# Work to be completed
Pull out each line in the entries below that contains the word "instance" and copy it in full.

# Dataset entries

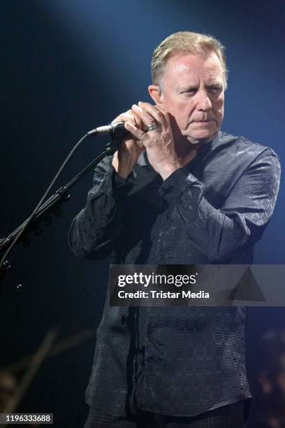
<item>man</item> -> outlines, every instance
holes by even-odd
[[[133,138],[96,169],[69,234],[78,256],[115,264],[247,264],[272,215],[279,163],[220,131],[227,73],[214,38],[154,50],[155,105],[114,122]],[[240,307],[110,307],[98,329],[86,427],[242,427],[251,395]]]

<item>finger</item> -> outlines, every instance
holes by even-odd
[[[140,117],[136,115],[132,110],[128,110],[125,113],[122,113],[117,116],[112,123],[119,123],[120,122],[130,122],[133,124],[137,124],[138,127],[142,126],[142,122]]]
[[[140,129],[135,127],[130,122],[126,122],[125,128],[127,131],[129,131],[138,140],[143,141],[148,138],[148,136],[142,129]]]
[[[141,107],[139,107],[136,104],[133,104],[131,108],[132,110],[140,117],[147,128],[149,125],[155,124],[155,118]]]
[[[145,111],[154,117],[156,123],[161,123],[163,126],[168,126],[169,124],[168,114],[163,108],[159,108],[157,106],[152,106],[149,103],[142,103],[142,101],[139,101],[138,105]]]

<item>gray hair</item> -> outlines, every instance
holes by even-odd
[[[224,89],[227,87],[228,70],[226,48],[213,36],[191,31],[178,31],[166,37],[154,51],[152,58],[152,78],[154,85],[162,90],[162,78],[168,59],[176,55],[190,53],[205,55],[214,52],[224,71]]]

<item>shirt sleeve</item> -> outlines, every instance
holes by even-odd
[[[261,238],[273,212],[279,179],[279,159],[267,149],[244,171],[219,209],[204,197],[204,185],[184,168],[171,174],[159,192],[169,203],[168,219],[180,222],[193,245],[210,262],[218,262]]]
[[[118,176],[110,157],[97,165],[86,206],[74,218],[68,231],[68,245],[76,255],[101,259],[110,254],[114,238],[123,227],[124,199],[134,180],[133,171],[126,179]]]

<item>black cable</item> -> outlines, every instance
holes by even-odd
[[[38,204],[37,204],[37,206],[36,206],[36,208],[34,208],[34,210],[33,211],[33,212],[31,213],[30,216],[27,218],[27,221],[26,224],[21,229],[21,230],[19,231],[18,234],[17,234],[17,235],[15,237],[15,239],[13,241],[12,243],[8,247],[7,250],[5,252],[4,255],[3,256],[3,257],[1,258],[1,262],[0,262],[0,272],[1,272],[1,269],[2,268],[3,264],[4,263],[5,259],[6,258],[7,255],[8,255],[10,251],[12,250],[12,248],[14,246],[14,245],[19,240],[19,238],[21,236],[21,235],[24,232],[24,229],[27,228],[27,227],[30,224],[30,222],[33,220],[34,217],[36,214],[37,211],[41,207],[41,204],[43,204],[43,202],[44,201],[44,200],[47,197],[47,196],[48,196],[50,189],[52,187],[52,186],[54,185],[54,183],[57,181],[57,178],[59,177],[60,174],[61,173],[62,170],[64,169],[64,166],[66,165],[67,162],[68,162],[68,160],[70,159],[71,156],[73,155],[74,152],[77,150],[77,148],[81,144],[81,143],[88,136],[89,136],[89,134],[85,134],[85,135],[84,135],[79,140],[79,141],[78,141],[78,143],[76,143],[75,145],[73,147],[73,148],[72,149],[72,150],[71,151],[71,152],[69,153],[69,155],[68,155],[68,157],[66,157],[66,159],[65,159],[64,163],[62,164],[61,166],[59,168],[59,171],[55,174],[54,178],[52,180],[52,182],[50,184],[50,185],[48,186],[47,190],[45,192],[45,194],[44,194],[43,197],[41,198],[41,201],[38,202]]]

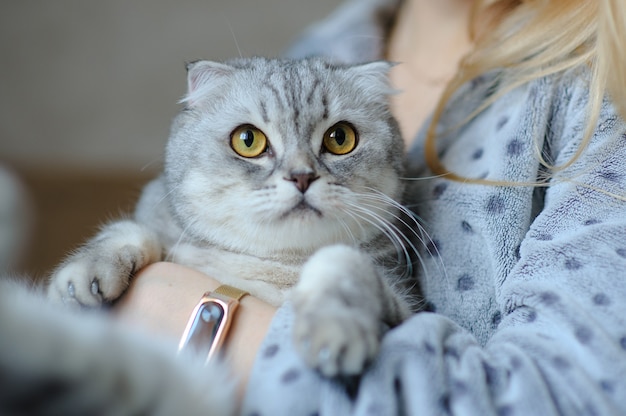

# Written response
<item>man</item> -> outlines, every instance
<item>finger</item> -> outlines, every instance
<item>gray hair</item> -> outlines, every instance
<item>shirt sleeve</item> -> outlines, every instance
<item>black cable</item> -> outlines, every instance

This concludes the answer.